### WORK INSTRUCTIONS
Filter these entries so that only lines with the word "church" remain.

### SOURCE MATERIAL

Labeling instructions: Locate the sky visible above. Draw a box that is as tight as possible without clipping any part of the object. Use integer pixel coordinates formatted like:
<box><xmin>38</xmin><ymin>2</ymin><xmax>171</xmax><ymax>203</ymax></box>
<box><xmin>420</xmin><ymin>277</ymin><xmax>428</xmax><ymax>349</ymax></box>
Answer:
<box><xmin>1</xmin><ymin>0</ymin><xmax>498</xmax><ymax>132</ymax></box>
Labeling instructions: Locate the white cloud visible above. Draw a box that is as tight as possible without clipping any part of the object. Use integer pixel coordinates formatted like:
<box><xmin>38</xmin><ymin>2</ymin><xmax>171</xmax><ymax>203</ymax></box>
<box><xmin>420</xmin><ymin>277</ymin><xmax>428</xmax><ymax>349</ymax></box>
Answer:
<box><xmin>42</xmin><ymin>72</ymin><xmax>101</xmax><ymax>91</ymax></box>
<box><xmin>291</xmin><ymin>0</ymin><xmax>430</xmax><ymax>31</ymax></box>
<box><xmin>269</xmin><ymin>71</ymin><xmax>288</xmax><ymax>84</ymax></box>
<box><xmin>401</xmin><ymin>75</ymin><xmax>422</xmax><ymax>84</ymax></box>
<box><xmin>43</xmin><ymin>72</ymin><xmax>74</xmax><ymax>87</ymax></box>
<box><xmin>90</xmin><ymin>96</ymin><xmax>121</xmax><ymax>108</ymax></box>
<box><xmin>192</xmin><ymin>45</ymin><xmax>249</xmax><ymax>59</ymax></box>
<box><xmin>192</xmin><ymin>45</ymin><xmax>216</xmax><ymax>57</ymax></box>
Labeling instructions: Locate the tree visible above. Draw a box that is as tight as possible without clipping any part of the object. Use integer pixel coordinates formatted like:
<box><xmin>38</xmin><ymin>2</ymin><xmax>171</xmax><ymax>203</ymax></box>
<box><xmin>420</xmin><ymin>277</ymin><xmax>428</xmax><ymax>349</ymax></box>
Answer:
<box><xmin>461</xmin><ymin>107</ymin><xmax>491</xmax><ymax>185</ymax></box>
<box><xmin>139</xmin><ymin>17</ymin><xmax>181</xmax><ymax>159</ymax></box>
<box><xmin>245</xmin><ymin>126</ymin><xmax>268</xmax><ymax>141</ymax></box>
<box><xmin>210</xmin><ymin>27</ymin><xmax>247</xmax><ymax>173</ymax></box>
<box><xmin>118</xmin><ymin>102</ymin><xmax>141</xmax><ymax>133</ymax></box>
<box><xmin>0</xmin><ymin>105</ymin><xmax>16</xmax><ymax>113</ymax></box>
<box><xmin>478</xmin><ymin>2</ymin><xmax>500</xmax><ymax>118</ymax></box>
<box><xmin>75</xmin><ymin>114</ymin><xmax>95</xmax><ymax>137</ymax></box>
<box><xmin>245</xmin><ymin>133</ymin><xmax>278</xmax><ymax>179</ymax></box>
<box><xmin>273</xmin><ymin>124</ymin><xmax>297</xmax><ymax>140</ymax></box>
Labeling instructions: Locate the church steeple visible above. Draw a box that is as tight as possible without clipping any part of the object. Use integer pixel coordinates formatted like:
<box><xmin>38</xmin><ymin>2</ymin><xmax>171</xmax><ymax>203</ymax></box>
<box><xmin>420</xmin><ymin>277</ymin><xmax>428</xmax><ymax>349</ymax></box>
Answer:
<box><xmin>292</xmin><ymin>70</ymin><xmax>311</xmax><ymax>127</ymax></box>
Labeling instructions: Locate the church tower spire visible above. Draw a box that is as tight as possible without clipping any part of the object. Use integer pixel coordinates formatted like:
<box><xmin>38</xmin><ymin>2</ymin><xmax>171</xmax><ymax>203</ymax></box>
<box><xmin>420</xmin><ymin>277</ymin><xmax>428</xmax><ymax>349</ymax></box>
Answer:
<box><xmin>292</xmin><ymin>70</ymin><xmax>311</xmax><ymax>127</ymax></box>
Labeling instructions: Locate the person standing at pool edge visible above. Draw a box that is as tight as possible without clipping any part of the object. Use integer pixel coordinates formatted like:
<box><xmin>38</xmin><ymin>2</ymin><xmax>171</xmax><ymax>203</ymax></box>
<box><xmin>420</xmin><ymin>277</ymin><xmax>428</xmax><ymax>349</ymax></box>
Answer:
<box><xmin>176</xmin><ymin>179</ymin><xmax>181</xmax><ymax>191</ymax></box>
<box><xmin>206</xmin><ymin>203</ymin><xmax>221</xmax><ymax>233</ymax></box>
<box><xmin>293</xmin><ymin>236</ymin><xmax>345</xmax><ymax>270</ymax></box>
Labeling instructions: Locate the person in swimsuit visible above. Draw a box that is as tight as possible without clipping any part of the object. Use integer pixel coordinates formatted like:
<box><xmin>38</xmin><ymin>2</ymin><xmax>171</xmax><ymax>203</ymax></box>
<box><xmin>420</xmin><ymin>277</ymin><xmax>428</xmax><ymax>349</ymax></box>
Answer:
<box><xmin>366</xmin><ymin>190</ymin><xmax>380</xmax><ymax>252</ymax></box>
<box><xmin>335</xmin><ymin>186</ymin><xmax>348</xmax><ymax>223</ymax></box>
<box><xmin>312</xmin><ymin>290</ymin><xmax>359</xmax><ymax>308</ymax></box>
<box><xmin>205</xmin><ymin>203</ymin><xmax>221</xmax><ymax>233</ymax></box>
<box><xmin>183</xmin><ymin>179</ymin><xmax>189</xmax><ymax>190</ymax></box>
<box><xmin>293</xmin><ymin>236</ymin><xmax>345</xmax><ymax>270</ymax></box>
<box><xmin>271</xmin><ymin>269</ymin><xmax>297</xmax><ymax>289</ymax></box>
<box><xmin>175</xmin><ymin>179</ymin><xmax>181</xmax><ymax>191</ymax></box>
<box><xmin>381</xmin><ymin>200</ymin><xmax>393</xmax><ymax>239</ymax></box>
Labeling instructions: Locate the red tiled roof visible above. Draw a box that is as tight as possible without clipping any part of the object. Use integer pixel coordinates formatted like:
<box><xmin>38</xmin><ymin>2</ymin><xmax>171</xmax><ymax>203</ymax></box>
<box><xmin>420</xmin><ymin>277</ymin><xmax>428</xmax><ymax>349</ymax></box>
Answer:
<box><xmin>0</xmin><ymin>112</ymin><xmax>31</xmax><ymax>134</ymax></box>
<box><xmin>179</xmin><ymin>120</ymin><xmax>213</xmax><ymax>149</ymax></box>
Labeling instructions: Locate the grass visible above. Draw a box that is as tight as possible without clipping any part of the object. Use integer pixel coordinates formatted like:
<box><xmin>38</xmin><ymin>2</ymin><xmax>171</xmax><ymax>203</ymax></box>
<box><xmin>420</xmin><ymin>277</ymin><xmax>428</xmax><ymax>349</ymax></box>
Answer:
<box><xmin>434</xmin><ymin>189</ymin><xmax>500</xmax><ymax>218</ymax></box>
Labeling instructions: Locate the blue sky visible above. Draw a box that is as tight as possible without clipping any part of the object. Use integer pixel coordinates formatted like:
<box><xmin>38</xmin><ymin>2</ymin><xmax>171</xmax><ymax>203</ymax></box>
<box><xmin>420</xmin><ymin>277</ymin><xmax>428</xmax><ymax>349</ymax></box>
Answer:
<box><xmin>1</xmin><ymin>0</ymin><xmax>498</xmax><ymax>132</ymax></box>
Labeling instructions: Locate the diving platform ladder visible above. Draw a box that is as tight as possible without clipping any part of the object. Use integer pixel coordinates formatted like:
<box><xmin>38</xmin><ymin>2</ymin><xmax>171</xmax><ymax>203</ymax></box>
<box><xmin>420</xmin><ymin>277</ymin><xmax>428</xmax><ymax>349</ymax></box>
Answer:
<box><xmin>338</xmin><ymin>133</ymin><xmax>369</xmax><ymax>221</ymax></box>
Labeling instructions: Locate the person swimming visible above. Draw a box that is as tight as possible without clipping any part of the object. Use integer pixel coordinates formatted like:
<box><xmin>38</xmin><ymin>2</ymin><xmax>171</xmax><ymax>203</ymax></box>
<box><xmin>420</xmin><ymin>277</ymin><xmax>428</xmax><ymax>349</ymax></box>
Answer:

### SOLVED PROBLEM
Labeling instructions: Locate the church steeple visible above. Draw a box that is as tight as possible without clipping any part of the object. Use integer pixel coordinates formatted like:
Labeling instructions: Locate the church tower spire visible above. Draw a box that is as tight as possible without clipping any part of the object. Use integer pixel coordinates formatted like:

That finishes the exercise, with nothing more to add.